[Collected data]
■ ■ ■ ■ ■ ■ ■
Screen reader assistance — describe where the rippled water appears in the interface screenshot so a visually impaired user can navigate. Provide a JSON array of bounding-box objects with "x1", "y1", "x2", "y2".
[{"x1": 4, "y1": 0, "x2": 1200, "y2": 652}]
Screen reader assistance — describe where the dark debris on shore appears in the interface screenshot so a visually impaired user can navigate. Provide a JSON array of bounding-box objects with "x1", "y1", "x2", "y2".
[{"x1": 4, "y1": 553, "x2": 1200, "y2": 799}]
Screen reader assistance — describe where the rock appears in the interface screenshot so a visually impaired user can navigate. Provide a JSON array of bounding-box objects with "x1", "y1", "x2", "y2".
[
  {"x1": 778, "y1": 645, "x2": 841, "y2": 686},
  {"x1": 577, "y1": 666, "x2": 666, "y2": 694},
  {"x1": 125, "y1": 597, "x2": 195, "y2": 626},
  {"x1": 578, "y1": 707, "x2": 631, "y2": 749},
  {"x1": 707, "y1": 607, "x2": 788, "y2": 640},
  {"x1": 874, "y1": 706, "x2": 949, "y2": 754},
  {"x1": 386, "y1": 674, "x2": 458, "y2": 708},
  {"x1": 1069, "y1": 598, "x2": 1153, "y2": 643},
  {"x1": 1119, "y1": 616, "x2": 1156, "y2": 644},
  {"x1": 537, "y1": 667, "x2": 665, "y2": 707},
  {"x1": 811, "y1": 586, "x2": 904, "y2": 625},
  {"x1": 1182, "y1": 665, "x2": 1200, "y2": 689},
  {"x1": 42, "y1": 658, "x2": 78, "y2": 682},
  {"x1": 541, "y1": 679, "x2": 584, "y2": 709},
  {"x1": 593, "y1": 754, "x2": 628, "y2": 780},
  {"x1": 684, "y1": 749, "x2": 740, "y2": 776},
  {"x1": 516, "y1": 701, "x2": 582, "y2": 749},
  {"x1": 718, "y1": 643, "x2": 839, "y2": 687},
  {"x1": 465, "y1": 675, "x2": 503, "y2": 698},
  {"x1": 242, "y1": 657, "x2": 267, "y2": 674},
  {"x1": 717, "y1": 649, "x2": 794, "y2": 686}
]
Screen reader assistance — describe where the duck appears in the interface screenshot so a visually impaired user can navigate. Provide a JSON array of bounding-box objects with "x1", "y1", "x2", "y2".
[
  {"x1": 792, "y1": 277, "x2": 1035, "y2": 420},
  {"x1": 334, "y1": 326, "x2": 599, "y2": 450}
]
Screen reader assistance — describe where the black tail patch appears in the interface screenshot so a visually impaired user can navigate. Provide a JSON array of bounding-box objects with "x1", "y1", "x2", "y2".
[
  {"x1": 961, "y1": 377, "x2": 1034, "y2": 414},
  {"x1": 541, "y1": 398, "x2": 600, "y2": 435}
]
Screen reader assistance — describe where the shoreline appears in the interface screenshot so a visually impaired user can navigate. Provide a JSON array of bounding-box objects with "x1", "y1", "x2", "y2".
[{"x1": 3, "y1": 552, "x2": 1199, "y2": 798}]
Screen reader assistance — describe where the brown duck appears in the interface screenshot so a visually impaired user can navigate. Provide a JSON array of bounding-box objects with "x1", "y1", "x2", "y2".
■ ■ ■ ■ ■ ■ ■
■ WHAT TO DO ■
What this exercise asks for is the data above, retyped exactly.

■ SOLUTION FOR THIS TASK ■
Screen reader assistance — describe where the rippled water appears in the interface screenshot so a visually impaired user can navigate. Provide a JSON array of bounding-box objects with "x1", "y1", "x2", "y2".
[{"x1": 4, "y1": 0, "x2": 1200, "y2": 652}]
Screen reader assistance — describe where the dark debris on shore appears in the interface screenshot so a visually impaired user can navigate. Provide a JSON array of bounding-box objects with "x1", "y1", "x2", "y2".
[{"x1": 4, "y1": 553, "x2": 1200, "y2": 799}]
Screen reader assistance — describe where the rock appears in the interface screenshot so a visually impaired user can navigate. Provide a JSON array of bounding-box objects with "x1", "y1", "x2", "y2".
[
  {"x1": 778, "y1": 645, "x2": 841, "y2": 686},
  {"x1": 577, "y1": 666, "x2": 666, "y2": 694},
  {"x1": 125, "y1": 597, "x2": 195, "y2": 626},
  {"x1": 578, "y1": 707, "x2": 631, "y2": 749},
  {"x1": 707, "y1": 607, "x2": 788, "y2": 640},
  {"x1": 874, "y1": 706, "x2": 949, "y2": 754},
  {"x1": 386, "y1": 674, "x2": 458, "y2": 708},
  {"x1": 1069, "y1": 598, "x2": 1153, "y2": 643},
  {"x1": 1119, "y1": 616, "x2": 1156, "y2": 644},
  {"x1": 537, "y1": 667, "x2": 665, "y2": 707},
  {"x1": 811, "y1": 586, "x2": 904, "y2": 625},
  {"x1": 1182, "y1": 665, "x2": 1200, "y2": 689},
  {"x1": 42, "y1": 658, "x2": 78, "y2": 682},
  {"x1": 541, "y1": 679, "x2": 584, "y2": 709},
  {"x1": 593, "y1": 754, "x2": 628, "y2": 780},
  {"x1": 684, "y1": 749, "x2": 740, "y2": 776},
  {"x1": 516, "y1": 701, "x2": 582, "y2": 749},
  {"x1": 718, "y1": 643, "x2": 839, "y2": 687},
  {"x1": 465, "y1": 675, "x2": 503, "y2": 698},
  {"x1": 242, "y1": 657, "x2": 267, "y2": 674},
  {"x1": 717, "y1": 649, "x2": 794, "y2": 686}
]
Screen reader assistance — describe where the duck appears in the interface screenshot so a visually impaired user can navigate. Provide a JSON array of bounding-box objects with "x1", "y1", "x2", "y2".
[
  {"x1": 792, "y1": 277, "x2": 1035, "y2": 420},
  {"x1": 334, "y1": 326, "x2": 599, "y2": 450}
]
Screen reader assistance — describe where the black tail patch appears in the interface screenshot so a visually impaired user can navigate. Provide a JSON array of bounding-box objects with "x1", "y1", "x2", "y2".
[
  {"x1": 961, "y1": 377, "x2": 1034, "y2": 414},
  {"x1": 541, "y1": 398, "x2": 600, "y2": 435}
]
Screen reader assistance — describe where the shoreline appears in the interface screenshot so a visually impaired user can navigate. Provide a JSON array of bounding-box objects with "x1", "y1", "x2", "y2".
[{"x1": 3, "y1": 552, "x2": 1199, "y2": 798}]
Screen reader assistance — describe where the brown duck appears in the interface screenshot so a visually impaired user can navigate. Provide a JSON array of bounding-box objects with "x1", "y1", "x2", "y2".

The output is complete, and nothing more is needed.